-- Begin Source document --

Mr Allister: This place has a public perception problem. Given my view of this place, it would be tempting for me to sit back and do nothing.

Mr Catney: I do not want to cut across you, but it is only in the past month that I have taken my seat and been able to ask the questions, and I feel that public perception as well.

Mr Allister: When the public look at the figures and see that special advisers were costing twice what they cost in Scotland and Wales, they come to an uncharitable conclusion about this place. That, in turn, creates an obligation: if we can do something about it, we must do something about it. That is why I am motivated to say, "There are too many special advisers in that office, so let us reduce them". That, I think, is the public expectation.

Special advisers have not had a good press through RHI, and there will not be too many people out on the streets protesting if we reduce their number. However, that is not the test: the test is whether it is right. It is not defensible to have the same number of special advisers in the Office of First Minister and deputy First Minister as there are in the whole of the Welsh Government.

-- End Source document --

** Aim 1 **
List every proper name in the debate excerpt, including the speakers' names.
The rows below come from a separate source and have no connection to the debate excerpt.

-- Begin Data entries --

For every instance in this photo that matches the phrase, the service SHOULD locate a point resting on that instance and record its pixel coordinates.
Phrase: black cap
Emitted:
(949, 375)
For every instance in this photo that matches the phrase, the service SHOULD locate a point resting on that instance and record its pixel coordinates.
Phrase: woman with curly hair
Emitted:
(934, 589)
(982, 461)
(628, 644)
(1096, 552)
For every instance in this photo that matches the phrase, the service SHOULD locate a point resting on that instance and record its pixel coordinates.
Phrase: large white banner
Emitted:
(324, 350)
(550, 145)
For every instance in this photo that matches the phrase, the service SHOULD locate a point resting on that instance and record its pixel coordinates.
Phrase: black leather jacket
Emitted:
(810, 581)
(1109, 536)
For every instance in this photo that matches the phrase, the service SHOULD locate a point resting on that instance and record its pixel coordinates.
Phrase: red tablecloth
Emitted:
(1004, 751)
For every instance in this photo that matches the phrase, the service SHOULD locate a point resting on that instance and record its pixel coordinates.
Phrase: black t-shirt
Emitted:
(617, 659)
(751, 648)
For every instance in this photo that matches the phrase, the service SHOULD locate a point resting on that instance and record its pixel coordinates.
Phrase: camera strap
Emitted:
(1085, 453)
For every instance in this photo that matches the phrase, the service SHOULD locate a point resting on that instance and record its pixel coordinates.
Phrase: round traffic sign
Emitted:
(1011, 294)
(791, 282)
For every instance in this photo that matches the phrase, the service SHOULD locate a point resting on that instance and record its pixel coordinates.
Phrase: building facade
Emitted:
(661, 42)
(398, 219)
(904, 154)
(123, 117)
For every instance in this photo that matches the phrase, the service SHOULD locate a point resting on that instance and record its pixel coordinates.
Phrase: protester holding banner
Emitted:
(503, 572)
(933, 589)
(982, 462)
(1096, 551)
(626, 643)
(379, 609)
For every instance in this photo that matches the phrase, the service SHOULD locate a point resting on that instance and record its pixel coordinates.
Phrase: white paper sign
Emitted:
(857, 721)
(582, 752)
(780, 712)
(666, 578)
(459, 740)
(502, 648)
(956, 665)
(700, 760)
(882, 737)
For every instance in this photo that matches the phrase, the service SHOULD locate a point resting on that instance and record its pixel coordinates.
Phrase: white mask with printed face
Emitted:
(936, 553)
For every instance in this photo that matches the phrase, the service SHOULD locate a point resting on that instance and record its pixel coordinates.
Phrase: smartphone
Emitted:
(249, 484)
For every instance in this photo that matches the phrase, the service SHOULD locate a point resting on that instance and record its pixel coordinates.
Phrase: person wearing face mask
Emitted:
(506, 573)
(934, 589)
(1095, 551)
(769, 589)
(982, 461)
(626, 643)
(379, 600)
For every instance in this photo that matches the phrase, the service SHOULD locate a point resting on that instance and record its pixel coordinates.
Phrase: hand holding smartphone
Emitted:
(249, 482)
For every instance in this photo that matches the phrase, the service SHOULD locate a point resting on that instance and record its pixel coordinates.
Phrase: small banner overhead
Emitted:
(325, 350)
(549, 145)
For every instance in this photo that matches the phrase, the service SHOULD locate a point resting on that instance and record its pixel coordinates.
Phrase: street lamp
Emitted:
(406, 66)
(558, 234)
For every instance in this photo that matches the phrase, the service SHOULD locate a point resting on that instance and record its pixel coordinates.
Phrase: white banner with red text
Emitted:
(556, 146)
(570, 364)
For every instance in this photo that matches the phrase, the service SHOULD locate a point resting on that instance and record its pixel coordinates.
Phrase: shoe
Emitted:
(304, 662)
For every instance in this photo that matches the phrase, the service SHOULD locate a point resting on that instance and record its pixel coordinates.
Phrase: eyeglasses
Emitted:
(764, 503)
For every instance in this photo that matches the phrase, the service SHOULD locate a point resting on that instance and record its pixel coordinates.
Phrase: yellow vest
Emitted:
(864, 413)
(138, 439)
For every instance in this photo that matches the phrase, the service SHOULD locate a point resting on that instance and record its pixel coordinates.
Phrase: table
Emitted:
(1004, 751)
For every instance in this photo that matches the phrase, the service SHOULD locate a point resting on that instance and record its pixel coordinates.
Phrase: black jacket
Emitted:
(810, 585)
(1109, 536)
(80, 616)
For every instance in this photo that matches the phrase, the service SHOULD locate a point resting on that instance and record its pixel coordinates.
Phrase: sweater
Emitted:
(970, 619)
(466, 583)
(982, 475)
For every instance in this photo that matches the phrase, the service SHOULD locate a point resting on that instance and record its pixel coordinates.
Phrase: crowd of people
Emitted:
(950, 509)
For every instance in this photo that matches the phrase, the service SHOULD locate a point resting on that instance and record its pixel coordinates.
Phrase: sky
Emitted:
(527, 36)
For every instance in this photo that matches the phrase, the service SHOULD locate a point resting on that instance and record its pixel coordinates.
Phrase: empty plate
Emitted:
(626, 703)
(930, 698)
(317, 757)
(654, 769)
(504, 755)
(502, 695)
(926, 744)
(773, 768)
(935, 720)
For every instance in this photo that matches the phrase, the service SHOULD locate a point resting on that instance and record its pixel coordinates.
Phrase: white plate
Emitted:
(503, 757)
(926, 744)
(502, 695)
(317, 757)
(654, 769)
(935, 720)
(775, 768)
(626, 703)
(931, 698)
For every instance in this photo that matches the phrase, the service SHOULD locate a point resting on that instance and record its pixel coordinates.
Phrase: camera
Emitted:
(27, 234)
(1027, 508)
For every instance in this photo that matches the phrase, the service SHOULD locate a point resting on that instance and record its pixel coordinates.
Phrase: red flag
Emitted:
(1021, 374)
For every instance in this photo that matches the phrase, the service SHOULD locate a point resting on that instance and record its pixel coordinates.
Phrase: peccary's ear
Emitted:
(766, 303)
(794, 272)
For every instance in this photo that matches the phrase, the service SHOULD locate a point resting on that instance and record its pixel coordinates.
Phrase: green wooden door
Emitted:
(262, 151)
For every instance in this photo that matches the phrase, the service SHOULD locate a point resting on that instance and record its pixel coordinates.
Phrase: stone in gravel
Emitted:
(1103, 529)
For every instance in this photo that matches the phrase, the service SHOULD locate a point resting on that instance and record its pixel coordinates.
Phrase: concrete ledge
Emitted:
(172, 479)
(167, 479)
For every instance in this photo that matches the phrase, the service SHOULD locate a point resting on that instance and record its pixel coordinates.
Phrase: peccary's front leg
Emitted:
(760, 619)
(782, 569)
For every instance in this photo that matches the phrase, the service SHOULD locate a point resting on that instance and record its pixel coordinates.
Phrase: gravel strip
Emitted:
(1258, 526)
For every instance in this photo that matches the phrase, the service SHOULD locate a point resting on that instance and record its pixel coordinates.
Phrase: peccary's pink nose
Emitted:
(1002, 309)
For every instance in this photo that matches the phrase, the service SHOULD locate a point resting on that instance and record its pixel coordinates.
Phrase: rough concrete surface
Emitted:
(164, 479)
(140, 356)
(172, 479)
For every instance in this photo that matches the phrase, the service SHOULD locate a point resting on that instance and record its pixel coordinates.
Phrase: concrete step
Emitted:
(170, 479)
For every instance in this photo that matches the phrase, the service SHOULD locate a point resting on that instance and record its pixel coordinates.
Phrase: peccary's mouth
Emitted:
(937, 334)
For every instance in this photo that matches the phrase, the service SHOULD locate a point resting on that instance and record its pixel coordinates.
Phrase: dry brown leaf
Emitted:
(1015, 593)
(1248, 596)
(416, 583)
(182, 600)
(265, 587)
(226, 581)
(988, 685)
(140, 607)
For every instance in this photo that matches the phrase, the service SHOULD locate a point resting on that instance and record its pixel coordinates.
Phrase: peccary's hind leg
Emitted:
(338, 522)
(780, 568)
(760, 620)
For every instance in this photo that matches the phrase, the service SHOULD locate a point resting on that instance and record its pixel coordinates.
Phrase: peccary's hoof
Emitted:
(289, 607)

-- End Data entries --

** Aim 2 **
Extract every line of the rows that contains the string "smartphone". Matching is case-sensitive.

** Full response 1 **
- Mr Allister
- Mr Catney
- Scotland
- Wales
- RHI
- Office of First Minister and deputy First Minister
- Welsh Government

** Full response 2 **
Phrase: smartphone
Phrase: hand holding smartphone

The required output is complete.